TASK DIRECTIONS
Present every line of the records below as a Markdown table with the columns Row and Line, numbering the rows and leaving out blank lines.

DATA SHOWN
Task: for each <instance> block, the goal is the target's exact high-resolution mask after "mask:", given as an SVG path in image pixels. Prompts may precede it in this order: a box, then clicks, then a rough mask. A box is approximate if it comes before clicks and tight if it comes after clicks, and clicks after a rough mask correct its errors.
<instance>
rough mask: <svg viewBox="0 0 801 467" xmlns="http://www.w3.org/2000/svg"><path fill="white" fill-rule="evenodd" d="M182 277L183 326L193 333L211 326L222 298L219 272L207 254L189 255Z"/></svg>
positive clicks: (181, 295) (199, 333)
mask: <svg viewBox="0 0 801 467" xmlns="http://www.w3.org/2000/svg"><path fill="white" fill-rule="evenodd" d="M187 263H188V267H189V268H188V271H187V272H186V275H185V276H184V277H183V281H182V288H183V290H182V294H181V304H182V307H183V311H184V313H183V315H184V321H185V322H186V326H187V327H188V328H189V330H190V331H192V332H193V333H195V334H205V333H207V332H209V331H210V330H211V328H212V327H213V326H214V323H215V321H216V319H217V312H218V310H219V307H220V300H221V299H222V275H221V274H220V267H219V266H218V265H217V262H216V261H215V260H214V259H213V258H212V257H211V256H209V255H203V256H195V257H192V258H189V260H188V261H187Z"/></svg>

FINISHED EXERCISE
| Row | Line |
|---|---|
| 1 | Task: for each <instance> block, the goal is the target's exact high-resolution mask after "mask:", given as an SVG path in image pixels. Prompts may precede it in this order: a box, then clicks, then a rough mask. A box is approximate if it comes before clicks and tight if it comes after clicks, and clicks after a rough mask correct its errors. |
| 2 | <instance> |
| 3 | rough mask: <svg viewBox="0 0 801 467" xmlns="http://www.w3.org/2000/svg"><path fill="white" fill-rule="evenodd" d="M182 277L183 326L193 333L211 326L222 298L219 272L207 254L189 255Z"/></svg> |
| 4 | positive clicks: (181, 295) (199, 333) |
| 5 | mask: <svg viewBox="0 0 801 467" xmlns="http://www.w3.org/2000/svg"><path fill="white" fill-rule="evenodd" d="M187 263H188V267H189V268H188V271H187V272H186V275H185V276H184V277H183V281H182V288H183V290H182V294H181V304H182V307H183V311H184V313H183V315H184V321H185V322H186V326H187V327H188V328H189V330H190V331H192V332H193V333H195V334H205V333H207V332H209V331H210V330H211V328H212V327H213V326H214V323H215V321H216V319H217V312H218V310H219V307H220V300H221V299H222V275H221V274H220V267H219V266H218V265H217V262H216V261H215V260H214V259H213V258H212V257H211V256H209V255H203V256H195V257H192V258H189V260H188V261H187Z"/></svg> |